(Supplied records Opens)

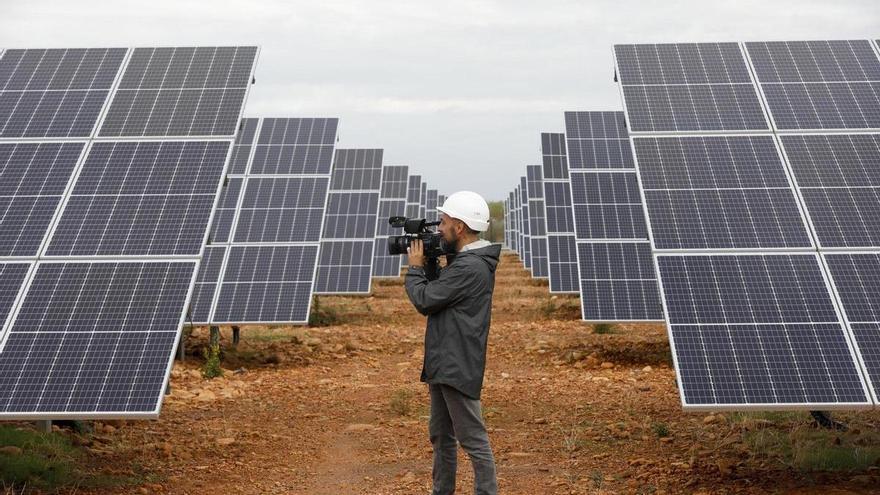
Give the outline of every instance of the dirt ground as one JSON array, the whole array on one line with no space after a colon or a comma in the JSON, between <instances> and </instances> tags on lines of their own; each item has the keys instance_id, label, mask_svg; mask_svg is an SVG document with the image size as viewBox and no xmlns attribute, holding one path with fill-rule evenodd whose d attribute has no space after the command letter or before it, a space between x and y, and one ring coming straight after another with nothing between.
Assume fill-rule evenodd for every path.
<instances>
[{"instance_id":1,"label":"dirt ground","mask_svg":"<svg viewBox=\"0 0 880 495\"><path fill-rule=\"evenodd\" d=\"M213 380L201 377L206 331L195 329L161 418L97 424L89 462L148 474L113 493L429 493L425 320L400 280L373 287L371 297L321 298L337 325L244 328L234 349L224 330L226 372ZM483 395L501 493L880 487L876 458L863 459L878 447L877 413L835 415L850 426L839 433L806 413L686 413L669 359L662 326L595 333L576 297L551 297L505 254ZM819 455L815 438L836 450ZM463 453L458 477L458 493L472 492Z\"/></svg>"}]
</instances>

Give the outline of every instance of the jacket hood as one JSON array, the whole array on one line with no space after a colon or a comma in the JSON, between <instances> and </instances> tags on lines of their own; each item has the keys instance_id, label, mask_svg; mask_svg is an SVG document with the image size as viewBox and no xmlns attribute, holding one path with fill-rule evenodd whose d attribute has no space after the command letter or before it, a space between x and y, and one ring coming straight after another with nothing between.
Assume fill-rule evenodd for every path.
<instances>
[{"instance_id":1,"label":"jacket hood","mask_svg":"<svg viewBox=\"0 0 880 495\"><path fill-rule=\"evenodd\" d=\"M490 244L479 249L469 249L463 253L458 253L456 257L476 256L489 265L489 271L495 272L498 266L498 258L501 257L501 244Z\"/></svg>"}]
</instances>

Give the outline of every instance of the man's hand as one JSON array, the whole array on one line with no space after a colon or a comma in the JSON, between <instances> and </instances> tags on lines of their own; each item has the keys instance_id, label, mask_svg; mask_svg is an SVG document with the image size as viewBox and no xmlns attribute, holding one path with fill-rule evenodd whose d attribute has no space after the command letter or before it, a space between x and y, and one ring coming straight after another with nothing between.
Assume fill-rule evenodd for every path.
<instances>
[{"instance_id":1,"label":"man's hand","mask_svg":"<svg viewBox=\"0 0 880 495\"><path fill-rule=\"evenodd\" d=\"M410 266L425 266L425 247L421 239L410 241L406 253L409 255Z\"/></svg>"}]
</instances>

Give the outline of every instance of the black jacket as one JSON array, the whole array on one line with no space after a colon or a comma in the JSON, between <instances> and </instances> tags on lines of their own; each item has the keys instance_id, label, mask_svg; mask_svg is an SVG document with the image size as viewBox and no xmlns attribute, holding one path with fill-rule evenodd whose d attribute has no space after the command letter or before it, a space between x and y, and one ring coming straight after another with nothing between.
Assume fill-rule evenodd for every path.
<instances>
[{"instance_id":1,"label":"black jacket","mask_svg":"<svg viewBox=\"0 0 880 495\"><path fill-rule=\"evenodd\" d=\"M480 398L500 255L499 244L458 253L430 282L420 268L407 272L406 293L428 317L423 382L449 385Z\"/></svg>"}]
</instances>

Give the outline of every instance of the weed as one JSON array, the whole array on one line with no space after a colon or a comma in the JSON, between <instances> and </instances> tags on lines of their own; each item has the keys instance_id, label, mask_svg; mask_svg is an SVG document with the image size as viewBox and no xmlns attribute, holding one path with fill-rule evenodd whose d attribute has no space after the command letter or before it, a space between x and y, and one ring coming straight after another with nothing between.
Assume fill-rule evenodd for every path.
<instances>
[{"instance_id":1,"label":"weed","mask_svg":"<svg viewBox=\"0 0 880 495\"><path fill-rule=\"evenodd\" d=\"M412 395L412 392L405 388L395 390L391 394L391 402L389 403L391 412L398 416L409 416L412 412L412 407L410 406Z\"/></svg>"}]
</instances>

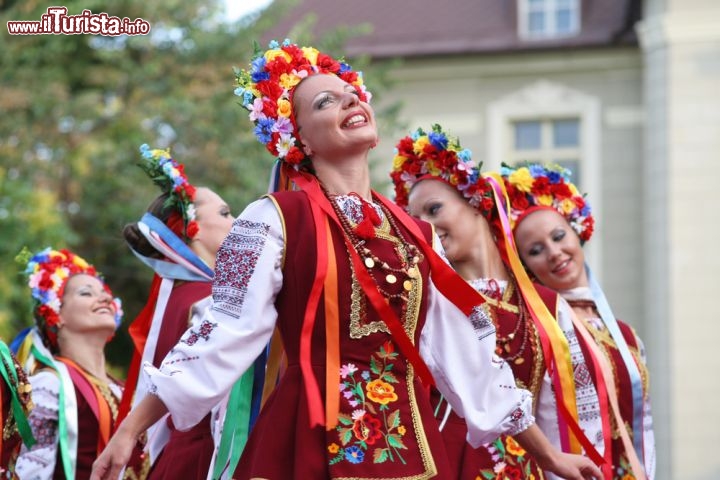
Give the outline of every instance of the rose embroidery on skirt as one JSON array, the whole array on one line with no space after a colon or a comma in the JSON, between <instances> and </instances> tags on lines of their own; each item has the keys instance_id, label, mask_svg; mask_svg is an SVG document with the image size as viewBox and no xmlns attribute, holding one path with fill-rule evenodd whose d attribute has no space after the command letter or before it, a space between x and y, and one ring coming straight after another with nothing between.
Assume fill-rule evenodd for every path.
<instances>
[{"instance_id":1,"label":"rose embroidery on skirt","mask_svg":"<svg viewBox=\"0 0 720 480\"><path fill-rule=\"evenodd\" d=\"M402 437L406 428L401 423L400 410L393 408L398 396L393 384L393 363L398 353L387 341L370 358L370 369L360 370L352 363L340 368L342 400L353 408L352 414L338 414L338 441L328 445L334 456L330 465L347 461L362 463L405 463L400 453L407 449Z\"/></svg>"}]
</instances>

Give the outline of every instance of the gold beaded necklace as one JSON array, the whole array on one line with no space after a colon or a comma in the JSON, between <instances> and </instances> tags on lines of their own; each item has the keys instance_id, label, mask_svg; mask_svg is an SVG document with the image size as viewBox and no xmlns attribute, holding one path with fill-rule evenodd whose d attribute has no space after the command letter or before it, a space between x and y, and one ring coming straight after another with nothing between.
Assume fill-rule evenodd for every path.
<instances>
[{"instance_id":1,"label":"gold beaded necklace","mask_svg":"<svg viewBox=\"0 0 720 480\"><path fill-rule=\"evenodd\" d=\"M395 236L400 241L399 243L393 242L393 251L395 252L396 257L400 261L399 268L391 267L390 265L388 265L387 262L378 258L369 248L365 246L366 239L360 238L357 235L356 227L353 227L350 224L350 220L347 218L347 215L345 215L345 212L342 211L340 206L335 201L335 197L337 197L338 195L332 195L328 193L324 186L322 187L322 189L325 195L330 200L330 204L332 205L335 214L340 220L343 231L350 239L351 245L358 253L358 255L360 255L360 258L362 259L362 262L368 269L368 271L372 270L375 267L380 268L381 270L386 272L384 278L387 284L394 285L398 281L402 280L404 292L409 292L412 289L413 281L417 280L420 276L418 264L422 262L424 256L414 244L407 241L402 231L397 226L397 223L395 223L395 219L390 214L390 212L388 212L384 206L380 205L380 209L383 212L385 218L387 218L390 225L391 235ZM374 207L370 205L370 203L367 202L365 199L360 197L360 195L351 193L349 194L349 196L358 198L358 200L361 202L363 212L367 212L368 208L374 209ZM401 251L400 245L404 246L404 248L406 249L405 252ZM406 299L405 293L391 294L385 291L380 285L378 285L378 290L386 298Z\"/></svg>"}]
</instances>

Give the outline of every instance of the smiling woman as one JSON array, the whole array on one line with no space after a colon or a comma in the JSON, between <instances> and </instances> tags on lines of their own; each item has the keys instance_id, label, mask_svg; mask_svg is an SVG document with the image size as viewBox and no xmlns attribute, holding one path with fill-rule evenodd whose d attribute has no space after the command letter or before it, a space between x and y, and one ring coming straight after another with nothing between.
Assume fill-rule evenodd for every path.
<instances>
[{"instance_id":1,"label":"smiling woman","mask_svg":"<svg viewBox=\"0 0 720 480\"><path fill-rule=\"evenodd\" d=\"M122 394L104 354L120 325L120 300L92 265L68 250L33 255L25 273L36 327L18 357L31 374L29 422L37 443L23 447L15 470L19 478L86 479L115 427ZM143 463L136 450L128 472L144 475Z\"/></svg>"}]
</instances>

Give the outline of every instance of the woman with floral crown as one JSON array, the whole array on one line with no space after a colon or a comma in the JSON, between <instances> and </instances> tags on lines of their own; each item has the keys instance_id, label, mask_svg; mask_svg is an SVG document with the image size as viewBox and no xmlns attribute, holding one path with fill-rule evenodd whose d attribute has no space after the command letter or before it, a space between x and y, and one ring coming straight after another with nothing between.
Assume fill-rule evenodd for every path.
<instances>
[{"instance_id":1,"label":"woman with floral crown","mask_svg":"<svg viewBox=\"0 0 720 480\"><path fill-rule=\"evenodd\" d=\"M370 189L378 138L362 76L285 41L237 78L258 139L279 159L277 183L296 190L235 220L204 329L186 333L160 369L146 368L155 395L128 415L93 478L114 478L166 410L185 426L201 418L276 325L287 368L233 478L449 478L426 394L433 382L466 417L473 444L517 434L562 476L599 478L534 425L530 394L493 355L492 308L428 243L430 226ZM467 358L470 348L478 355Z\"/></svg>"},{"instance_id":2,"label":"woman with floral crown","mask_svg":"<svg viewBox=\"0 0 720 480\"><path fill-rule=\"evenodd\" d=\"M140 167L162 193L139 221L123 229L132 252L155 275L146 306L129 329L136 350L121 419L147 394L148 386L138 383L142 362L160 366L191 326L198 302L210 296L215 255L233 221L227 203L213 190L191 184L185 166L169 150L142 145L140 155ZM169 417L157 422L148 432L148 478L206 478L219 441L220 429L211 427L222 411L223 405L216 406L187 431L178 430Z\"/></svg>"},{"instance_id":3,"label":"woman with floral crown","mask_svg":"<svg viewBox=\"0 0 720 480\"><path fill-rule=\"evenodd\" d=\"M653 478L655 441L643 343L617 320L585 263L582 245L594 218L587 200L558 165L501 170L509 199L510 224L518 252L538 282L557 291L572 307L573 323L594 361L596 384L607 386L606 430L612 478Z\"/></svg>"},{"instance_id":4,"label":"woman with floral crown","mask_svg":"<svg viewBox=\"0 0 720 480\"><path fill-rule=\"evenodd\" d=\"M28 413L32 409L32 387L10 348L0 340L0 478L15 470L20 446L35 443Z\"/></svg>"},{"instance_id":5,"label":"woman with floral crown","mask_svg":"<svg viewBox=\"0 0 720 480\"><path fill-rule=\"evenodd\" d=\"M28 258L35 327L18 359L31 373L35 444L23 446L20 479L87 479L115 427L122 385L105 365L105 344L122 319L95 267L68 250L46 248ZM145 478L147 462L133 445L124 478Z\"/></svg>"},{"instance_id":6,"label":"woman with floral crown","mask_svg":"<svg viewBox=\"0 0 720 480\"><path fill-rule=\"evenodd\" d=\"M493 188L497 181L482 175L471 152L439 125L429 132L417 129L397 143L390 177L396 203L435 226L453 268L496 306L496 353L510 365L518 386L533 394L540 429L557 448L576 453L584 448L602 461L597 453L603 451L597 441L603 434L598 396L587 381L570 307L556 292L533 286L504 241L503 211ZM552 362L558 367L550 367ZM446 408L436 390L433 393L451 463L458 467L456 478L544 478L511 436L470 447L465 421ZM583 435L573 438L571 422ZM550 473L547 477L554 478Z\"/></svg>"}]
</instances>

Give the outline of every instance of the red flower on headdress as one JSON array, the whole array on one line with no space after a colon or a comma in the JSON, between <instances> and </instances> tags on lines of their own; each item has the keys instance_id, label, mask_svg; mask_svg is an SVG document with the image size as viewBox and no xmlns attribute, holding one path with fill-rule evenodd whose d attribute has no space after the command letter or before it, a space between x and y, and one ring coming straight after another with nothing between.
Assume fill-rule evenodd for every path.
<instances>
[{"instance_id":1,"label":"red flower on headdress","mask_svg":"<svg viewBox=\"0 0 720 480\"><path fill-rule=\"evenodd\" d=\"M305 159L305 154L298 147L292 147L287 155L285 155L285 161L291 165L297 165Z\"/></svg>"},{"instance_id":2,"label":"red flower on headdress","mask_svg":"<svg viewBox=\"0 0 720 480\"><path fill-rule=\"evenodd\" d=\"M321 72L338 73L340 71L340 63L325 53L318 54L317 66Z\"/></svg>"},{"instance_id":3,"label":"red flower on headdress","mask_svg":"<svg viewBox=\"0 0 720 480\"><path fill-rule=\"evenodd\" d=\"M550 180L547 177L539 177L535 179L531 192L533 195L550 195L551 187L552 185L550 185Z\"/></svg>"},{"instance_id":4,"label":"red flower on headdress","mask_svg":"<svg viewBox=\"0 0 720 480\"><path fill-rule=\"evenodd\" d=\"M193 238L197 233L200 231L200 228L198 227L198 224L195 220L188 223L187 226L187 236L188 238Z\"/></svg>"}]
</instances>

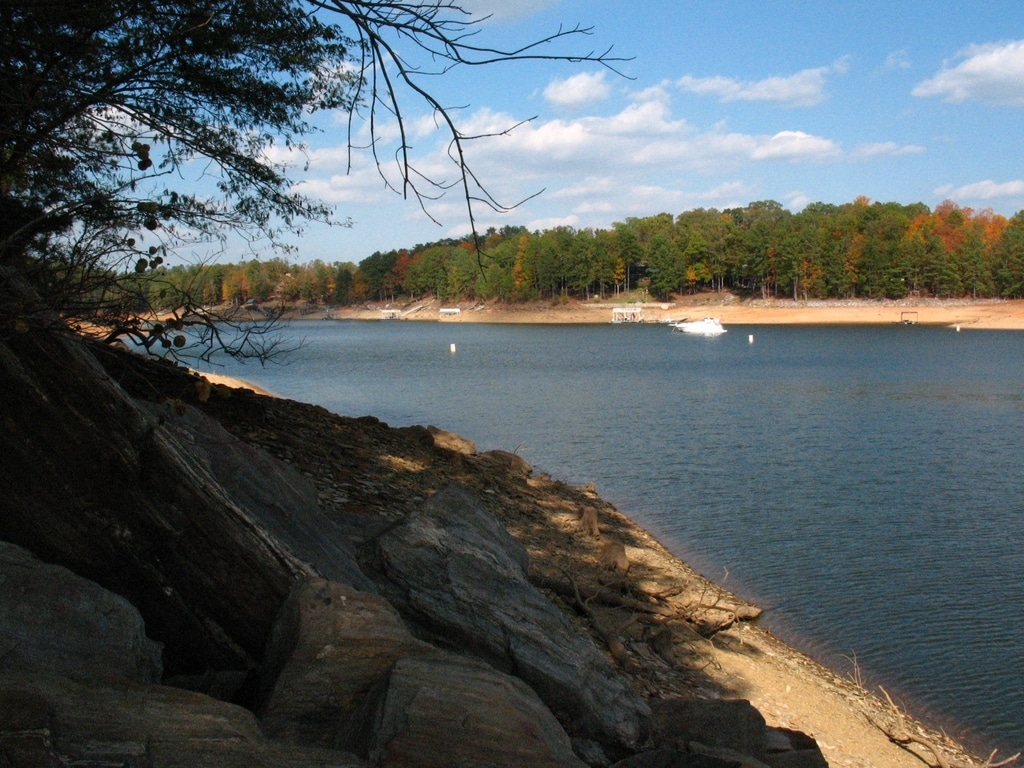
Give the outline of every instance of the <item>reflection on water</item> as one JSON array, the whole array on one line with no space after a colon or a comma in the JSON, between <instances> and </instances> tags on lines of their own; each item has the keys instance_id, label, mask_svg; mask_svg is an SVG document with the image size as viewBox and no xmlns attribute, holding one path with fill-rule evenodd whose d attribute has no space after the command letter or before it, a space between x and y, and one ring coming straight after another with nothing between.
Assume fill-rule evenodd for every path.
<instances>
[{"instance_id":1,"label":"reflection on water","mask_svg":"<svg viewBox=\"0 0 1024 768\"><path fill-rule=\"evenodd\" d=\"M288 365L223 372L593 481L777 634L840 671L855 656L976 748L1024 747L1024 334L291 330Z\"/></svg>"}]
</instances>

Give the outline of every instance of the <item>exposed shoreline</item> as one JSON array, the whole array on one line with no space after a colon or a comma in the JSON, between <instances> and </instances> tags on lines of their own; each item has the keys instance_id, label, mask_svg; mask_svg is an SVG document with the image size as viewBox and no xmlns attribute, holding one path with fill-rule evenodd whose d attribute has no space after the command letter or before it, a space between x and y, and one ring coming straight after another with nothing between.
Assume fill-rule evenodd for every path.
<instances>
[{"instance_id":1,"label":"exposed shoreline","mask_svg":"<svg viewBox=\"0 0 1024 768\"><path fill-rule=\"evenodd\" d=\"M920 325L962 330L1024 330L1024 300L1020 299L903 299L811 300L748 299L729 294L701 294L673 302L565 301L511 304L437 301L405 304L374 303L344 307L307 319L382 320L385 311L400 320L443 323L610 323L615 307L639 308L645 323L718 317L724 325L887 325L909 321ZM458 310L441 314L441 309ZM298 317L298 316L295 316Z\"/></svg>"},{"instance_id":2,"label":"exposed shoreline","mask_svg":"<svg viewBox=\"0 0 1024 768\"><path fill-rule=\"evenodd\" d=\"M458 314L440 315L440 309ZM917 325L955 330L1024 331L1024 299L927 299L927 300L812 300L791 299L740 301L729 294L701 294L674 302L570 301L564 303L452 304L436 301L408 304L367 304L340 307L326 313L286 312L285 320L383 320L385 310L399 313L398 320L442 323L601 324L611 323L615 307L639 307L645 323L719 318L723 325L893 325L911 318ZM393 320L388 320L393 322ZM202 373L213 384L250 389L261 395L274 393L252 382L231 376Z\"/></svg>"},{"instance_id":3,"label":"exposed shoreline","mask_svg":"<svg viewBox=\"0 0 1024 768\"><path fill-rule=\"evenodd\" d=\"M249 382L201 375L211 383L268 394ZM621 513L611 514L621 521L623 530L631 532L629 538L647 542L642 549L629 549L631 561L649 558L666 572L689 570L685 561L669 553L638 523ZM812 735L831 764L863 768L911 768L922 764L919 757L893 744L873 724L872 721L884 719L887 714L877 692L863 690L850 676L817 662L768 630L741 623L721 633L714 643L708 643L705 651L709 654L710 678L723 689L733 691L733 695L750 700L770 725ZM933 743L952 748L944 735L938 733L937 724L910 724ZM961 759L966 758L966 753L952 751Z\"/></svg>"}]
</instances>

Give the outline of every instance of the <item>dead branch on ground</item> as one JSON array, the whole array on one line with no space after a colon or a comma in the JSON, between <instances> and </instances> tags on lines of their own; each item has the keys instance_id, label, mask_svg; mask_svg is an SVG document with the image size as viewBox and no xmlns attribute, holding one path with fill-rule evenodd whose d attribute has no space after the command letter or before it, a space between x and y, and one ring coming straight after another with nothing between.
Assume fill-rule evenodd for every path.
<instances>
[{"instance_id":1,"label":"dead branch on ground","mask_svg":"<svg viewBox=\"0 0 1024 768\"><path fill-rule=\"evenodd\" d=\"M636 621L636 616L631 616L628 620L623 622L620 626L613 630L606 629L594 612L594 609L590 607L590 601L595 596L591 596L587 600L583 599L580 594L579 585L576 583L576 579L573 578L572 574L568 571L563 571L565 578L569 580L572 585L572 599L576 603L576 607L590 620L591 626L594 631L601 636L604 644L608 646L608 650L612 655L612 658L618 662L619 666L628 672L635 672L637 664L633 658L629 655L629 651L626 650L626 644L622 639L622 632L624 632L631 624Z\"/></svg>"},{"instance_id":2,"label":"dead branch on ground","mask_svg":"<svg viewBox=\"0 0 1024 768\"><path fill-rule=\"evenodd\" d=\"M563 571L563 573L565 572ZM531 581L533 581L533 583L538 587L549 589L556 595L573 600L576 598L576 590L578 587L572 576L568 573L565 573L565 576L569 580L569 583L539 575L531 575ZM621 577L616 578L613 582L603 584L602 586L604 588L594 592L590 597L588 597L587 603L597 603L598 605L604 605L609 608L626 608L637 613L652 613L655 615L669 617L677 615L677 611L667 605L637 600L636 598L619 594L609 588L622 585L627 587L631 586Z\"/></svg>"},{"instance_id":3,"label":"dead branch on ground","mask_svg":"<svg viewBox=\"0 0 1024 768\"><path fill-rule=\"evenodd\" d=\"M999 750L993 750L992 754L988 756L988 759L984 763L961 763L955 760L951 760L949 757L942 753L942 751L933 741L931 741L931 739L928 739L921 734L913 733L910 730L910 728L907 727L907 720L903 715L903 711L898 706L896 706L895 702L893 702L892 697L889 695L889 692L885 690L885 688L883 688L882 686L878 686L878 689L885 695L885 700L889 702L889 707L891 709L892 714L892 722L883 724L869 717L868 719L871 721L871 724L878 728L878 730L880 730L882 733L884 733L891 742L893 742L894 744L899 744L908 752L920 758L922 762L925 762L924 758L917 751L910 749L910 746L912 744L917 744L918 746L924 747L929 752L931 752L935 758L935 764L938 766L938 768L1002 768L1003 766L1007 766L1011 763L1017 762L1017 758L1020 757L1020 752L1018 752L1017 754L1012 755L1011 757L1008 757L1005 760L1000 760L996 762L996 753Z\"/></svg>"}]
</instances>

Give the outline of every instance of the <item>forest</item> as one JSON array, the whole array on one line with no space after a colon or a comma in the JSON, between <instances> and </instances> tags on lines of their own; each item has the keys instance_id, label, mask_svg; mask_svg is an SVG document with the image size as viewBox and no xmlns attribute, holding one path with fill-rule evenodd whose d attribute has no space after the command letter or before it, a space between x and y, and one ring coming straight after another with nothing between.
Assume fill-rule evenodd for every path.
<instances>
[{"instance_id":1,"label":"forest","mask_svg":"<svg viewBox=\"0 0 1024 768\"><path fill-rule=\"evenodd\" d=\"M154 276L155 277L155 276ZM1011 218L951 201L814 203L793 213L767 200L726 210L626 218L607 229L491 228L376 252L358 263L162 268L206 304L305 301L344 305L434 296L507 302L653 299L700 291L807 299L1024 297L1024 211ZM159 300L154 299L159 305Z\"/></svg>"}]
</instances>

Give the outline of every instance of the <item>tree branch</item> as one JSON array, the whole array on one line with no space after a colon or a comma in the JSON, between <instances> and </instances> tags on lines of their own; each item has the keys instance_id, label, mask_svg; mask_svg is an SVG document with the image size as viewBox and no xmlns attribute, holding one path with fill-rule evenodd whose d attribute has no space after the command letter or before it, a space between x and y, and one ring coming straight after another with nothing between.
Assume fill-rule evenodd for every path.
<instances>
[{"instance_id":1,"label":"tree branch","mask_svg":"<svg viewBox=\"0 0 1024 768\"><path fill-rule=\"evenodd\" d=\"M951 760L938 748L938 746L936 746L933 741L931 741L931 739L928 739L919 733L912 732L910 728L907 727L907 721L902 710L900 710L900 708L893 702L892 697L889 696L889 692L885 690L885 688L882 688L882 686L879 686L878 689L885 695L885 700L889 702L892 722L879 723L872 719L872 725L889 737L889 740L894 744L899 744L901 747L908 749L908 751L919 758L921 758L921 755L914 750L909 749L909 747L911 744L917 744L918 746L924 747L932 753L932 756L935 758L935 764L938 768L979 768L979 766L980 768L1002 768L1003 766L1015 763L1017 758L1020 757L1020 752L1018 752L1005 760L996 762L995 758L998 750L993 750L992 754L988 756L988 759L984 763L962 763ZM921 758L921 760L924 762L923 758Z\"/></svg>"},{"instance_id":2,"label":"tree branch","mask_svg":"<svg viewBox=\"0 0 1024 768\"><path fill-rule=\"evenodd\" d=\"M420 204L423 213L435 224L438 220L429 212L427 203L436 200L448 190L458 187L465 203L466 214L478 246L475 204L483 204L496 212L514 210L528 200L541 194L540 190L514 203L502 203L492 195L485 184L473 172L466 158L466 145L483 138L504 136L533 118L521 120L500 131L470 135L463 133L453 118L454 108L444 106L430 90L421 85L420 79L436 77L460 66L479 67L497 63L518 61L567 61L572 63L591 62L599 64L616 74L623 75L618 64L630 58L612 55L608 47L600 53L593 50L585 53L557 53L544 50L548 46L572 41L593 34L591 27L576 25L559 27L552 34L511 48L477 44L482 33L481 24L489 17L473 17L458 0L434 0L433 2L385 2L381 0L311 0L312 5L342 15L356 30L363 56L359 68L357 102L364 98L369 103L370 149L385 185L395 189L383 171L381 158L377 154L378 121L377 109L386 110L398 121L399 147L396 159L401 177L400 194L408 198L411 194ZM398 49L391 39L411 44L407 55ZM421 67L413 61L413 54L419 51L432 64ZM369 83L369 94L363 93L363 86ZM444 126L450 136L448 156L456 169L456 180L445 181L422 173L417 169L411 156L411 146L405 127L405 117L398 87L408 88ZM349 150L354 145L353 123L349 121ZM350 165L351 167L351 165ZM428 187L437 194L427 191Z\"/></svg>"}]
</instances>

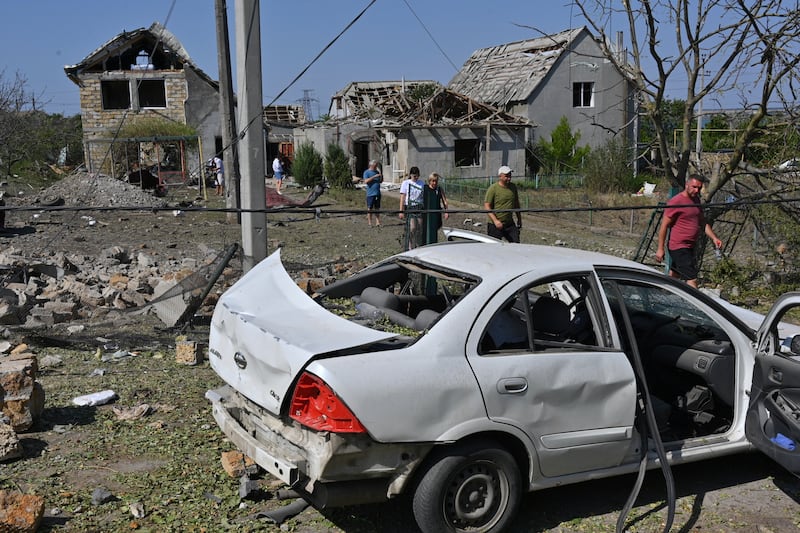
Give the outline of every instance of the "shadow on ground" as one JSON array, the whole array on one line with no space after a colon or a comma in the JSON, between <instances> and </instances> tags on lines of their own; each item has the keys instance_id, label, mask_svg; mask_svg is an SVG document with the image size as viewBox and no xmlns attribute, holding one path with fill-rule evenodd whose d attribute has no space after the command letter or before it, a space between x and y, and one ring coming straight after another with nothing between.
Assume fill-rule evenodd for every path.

(Supplied records Closes)

[What this task involves]
For this exercise, output exactly the lines above from the line with "Give the outline of every instance of the smiling" to the line with "Give the outline of every instance of the woman", counting both, and leave out the rest.

[Task response]
Give the outline of every instance of the smiling woman as one JSON array, the whole array on one line with no space after a colon or a comma in the JSON, between <instances> and </instances> tags on lines of their own; each item has the keys instance_id, label, mask_svg; mask_svg is an SVG document with the image size as viewBox and no xmlns attribute, holding one path with fill-rule evenodd whose d attribute has no space after the command letter or before it, a space between x and y, and one ring coming straight after another with nothing between.
Assume fill-rule evenodd for every path.
<instances>
[{"instance_id":1,"label":"smiling woman","mask_svg":"<svg viewBox=\"0 0 720 480\"><path fill-rule=\"evenodd\" d=\"M122 394L104 354L120 325L120 300L92 265L68 250L33 255L25 273L36 327L18 357L31 374L29 422L37 443L23 447L15 470L19 478L86 479L115 427ZM143 463L136 450L128 472L144 475Z\"/></svg>"}]
</instances>

Give the outline of every instance of the woman with floral crown as one JSON array, the whole array on one line with no space after a colon or a comma in the JSON, between <instances> and </instances> tags on lines of their own; each item has the keys instance_id, label, mask_svg; mask_svg is an SVG document with the image size as viewBox and no xmlns attribute, holding one path with fill-rule evenodd whose d attribute has no space after the command letter or before it, a space between x and y, and one ring coming straight after another with nothing between.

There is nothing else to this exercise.